_DO THIS_:
Could you repeat each of the entries below word for word, with every line unchanged?

_ENTRIES_:
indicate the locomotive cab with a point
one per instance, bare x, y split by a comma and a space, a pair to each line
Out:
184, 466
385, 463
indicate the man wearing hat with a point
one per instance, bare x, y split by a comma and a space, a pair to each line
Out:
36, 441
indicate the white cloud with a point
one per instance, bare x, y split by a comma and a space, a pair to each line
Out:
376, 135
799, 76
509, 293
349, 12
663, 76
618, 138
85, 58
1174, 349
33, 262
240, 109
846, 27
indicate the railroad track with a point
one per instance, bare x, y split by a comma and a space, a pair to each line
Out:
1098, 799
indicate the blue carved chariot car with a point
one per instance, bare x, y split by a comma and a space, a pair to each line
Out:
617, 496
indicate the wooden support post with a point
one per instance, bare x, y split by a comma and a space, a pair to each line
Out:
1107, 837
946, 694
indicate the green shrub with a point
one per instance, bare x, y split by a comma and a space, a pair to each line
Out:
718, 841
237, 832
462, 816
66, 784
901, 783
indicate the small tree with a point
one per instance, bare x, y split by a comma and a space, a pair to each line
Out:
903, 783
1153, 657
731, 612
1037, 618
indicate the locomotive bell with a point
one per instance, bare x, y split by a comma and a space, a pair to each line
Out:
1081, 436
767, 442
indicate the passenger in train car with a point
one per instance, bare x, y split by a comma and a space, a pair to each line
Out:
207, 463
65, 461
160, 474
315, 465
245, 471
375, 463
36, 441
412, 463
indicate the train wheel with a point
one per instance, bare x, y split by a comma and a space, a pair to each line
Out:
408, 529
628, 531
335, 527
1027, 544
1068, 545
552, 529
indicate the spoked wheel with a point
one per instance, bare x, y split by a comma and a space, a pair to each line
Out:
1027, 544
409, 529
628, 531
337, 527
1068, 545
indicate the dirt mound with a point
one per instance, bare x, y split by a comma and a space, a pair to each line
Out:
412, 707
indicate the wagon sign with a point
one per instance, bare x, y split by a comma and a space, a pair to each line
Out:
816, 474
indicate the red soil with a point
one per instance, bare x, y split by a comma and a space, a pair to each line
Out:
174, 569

_OUTPUT_:
indicate the locomotive cab with a point
one per instance, bare x, y split by a comma and a space, a pair to each line
Out:
184, 466
385, 463
indicate the man wearing hat with a point
one per instance, bare x, y split by a comma and a space, a pair to each line
Out:
36, 441
indicate the white cloud with a point
one per instance, bare x, y split by a comma and a space, a pair to each line
Out:
376, 135
799, 76
509, 293
349, 12
663, 76
618, 138
85, 58
1174, 349
33, 262
240, 109
846, 27
indicate the railroad track with a point
one per instance, bare x, y split by a comma and a space, a pair to each line
Out:
1098, 799
indicate the blue carved chariot car with a point
one per instance, bare x, y split by a comma and a space, a pair to each line
Out:
617, 496
indicate the wooden support post with a point
one per instance, bare x, y split by a comma and a space, a pair to each line
Out:
1107, 837
946, 694
indicate the green shrub with a point
one per instance, bare x, y split by a comma and a space, a pair to each line
Out:
718, 841
237, 832
462, 816
66, 784
901, 783
indicate the small tree with a point
one per instance, bare x, y split by a comma and a space, a pair to each line
Out:
903, 783
1153, 657
731, 612
1037, 618
indicate the locomotive bell with a point
one per instance, bare x, y split by a comma and a space, a pair to each line
Out:
1081, 436
767, 442
indicate the passenger in train car with a point
one per instance, bare x, y split by a comma and a space, a pair to each line
Out:
207, 463
65, 461
160, 474
315, 465
245, 471
375, 463
36, 441
412, 463
indicate the train wheel with a point
one per instance, bare x, y split by a comma and a space, a pair to each line
Out:
408, 529
628, 531
335, 527
1027, 544
1068, 545
552, 529
indicate the spoked wheel with a point
one per instance, bare x, y split by a comma and a space, a pair to each line
Out:
1027, 544
409, 529
628, 531
337, 527
1068, 545
indicate the dirt mound with a point
one per instance, bare x, y split by a comma and a space, a pair to each line
Out:
412, 707
indicate the wagon sign with a point
one per instance, bare x, y split by a comma and a space, a pair to each line
Out:
816, 474
indicate the red soil with a point
one per instance, bare x, y split by a comma and a space, a pair to each line
Out:
174, 569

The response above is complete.